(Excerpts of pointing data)
******
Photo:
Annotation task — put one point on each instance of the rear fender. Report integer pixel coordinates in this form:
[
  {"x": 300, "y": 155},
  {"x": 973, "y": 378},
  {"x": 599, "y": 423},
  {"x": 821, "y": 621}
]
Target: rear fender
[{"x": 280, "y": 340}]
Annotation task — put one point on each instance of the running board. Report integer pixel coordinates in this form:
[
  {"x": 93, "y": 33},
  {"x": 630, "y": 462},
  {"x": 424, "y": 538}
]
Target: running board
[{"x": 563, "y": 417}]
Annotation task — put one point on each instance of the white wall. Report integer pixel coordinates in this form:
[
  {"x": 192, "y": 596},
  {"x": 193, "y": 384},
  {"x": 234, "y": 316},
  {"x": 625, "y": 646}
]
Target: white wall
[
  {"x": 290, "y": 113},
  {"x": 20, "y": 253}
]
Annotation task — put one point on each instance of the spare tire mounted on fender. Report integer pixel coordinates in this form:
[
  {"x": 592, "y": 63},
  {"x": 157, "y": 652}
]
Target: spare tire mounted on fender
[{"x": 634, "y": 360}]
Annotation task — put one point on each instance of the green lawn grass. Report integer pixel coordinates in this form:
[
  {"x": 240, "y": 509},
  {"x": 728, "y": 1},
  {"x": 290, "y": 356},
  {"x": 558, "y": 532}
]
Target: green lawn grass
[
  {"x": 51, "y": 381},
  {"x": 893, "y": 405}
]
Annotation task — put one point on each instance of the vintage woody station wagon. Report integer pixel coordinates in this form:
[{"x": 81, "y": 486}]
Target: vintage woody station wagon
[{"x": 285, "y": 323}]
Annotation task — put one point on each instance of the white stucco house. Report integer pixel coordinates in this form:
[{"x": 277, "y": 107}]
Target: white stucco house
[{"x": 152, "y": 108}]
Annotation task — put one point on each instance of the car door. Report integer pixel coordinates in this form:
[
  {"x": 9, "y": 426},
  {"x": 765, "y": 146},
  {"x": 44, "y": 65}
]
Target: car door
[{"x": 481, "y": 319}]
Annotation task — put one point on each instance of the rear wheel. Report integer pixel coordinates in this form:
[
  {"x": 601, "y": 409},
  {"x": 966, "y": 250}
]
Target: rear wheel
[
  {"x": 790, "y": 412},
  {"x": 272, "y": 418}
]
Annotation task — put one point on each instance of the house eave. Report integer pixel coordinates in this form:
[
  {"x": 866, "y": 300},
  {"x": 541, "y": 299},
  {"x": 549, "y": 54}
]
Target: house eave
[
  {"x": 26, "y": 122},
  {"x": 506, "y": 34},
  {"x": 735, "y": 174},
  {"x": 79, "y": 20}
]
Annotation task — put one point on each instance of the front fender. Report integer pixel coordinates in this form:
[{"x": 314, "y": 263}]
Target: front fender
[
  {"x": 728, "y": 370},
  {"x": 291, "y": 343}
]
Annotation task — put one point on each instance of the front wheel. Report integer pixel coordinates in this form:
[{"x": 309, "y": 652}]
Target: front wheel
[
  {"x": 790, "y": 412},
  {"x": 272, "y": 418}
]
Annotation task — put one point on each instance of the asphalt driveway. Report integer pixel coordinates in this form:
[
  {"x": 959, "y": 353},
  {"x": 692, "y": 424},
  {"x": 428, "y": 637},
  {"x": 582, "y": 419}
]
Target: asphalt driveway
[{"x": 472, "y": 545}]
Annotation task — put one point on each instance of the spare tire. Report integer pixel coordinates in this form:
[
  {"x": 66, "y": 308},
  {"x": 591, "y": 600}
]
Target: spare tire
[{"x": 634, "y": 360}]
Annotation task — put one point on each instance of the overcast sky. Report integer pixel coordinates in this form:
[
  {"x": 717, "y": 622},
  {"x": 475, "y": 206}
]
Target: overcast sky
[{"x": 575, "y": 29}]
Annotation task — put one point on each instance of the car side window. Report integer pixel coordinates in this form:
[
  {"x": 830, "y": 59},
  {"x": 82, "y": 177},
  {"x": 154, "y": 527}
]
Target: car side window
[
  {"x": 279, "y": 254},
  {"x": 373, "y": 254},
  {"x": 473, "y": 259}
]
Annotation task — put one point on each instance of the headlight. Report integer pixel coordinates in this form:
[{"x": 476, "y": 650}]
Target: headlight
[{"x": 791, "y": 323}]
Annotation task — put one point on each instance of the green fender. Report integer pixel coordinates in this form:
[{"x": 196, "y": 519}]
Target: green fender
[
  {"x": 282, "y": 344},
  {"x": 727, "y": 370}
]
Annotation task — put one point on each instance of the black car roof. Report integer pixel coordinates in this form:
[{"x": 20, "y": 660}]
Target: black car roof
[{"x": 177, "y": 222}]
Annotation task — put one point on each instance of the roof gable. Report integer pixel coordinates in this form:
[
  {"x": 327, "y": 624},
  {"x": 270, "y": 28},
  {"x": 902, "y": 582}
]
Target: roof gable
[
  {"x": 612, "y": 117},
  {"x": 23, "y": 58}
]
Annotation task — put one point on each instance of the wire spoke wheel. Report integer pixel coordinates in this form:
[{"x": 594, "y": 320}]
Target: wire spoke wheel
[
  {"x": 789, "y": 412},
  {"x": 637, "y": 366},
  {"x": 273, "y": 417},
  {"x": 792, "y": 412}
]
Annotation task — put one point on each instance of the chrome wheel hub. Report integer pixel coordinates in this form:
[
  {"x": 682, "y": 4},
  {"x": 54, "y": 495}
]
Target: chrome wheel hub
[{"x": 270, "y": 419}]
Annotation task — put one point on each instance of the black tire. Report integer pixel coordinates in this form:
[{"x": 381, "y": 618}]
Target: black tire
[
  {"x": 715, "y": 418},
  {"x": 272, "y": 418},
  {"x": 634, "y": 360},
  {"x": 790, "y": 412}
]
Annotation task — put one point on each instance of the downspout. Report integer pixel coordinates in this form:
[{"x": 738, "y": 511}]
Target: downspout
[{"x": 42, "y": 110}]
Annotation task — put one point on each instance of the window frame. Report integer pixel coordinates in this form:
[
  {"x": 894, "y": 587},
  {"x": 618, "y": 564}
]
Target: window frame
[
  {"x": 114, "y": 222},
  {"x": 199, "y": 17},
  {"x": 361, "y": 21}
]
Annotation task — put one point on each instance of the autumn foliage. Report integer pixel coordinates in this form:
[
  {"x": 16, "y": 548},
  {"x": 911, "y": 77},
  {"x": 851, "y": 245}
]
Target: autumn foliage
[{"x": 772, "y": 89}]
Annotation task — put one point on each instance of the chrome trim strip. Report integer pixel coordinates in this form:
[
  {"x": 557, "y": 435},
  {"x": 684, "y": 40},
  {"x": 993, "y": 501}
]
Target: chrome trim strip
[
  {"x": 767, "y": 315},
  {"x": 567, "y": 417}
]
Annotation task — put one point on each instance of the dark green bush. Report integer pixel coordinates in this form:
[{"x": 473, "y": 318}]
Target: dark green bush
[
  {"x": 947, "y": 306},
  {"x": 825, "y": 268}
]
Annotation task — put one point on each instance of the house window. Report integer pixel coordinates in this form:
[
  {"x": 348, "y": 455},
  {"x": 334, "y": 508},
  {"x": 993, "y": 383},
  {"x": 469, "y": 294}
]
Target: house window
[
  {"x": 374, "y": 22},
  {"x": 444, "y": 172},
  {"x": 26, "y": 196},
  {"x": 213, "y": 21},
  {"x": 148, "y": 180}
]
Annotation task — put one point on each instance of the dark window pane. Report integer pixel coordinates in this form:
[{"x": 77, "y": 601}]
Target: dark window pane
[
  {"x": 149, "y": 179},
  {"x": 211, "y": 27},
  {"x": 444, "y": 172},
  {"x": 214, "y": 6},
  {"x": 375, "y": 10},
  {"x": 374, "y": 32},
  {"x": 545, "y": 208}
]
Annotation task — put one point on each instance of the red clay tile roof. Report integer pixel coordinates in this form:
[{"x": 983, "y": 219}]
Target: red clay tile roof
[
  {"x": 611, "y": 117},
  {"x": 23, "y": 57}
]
******
# [Aim]
Starting from the line with "of the downspout." and ending with the final line of the data, quote every line exactly, both ends included.

# [Exercise result]
Annotation task — put one point on each instance of the downspout. Report integer pixel coordinates in this form:
[{"x": 738, "y": 511}]
Target: downspout
[{"x": 42, "y": 110}]
Annotation task — put one point on each instance of the window frame. Report integer pixel coordinates in this form:
[
  {"x": 894, "y": 587},
  {"x": 618, "y": 564}
]
Target: window frame
[
  {"x": 114, "y": 222},
  {"x": 199, "y": 17},
  {"x": 361, "y": 21}
]
Annotation task — put one point on each instance of the autumn foliage. Report integer pixel coordinates in this form:
[
  {"x": 16, "y": 548},
  {"x": 911, "y": 77},
  {"x": 851, "y": 245}
]
Target: autumn foliage
[{"x": 772, "y": 89}]
Annotation task — put one point on each instance of the chrome trim strip. Report integer pixel coordinates in this form:
[
  {"x": 557, "y": 435},
  {"x": 684, "y": 40},
  {"x": 993, "y": 501}
]
Target: chrome trim strip
[
  {"x": 767, "y": 315},
  {"x": 567, "y": 417}
]
Annotation task — put one point on each instance of the dark green bush. Report integer pixel coordinates in this form:
[{"x": 473, "y": 318}]
Target: dark green bush
[
  {"x": 947, "y": 306},
  {"x": 825, "y": 268}
]
Annotation task — put one point on each instance of the house window. Report integer pixel coordinates in this form:
[
  {"x": 348, "y": 455},
  {"x": 334, "y": 508},
  {"x": 993, "y": 383},
  {"x": 469, "y": 294}
]
Target: house window
[
  {"x": 374, "y": 22},
  {"x": 444, "y": 172},
  {"x": 26, "y": 196},
  {"x": 213, "y": 21},
  {"x": 148, "y": 180}
]
Annotation task — put one point on each instance of the dark window pane. Report integer pixel coordinates in this form:
[{"x": 77, "y": 601}]
Target: dark window pane
[
  {"x": 149, "y": 179},
  {"x": 211, "y": 27},
  {"x": 444, "y": 172},
  {"x": 214, "y": 6},
  {"x": 375, "y": 10},
  {"x": 374, "y": 32},
  {"x": 545, "y": 208}
]
Annotation task — put one point on each instance of the red clay tile roof. Report integer pixel coordinates in this form:
[{"x": 983, "y": 219}]
Target: red clay tile roof
[
  {"x": 611, "y": 117},
  {"x": 23, "y": 57}
]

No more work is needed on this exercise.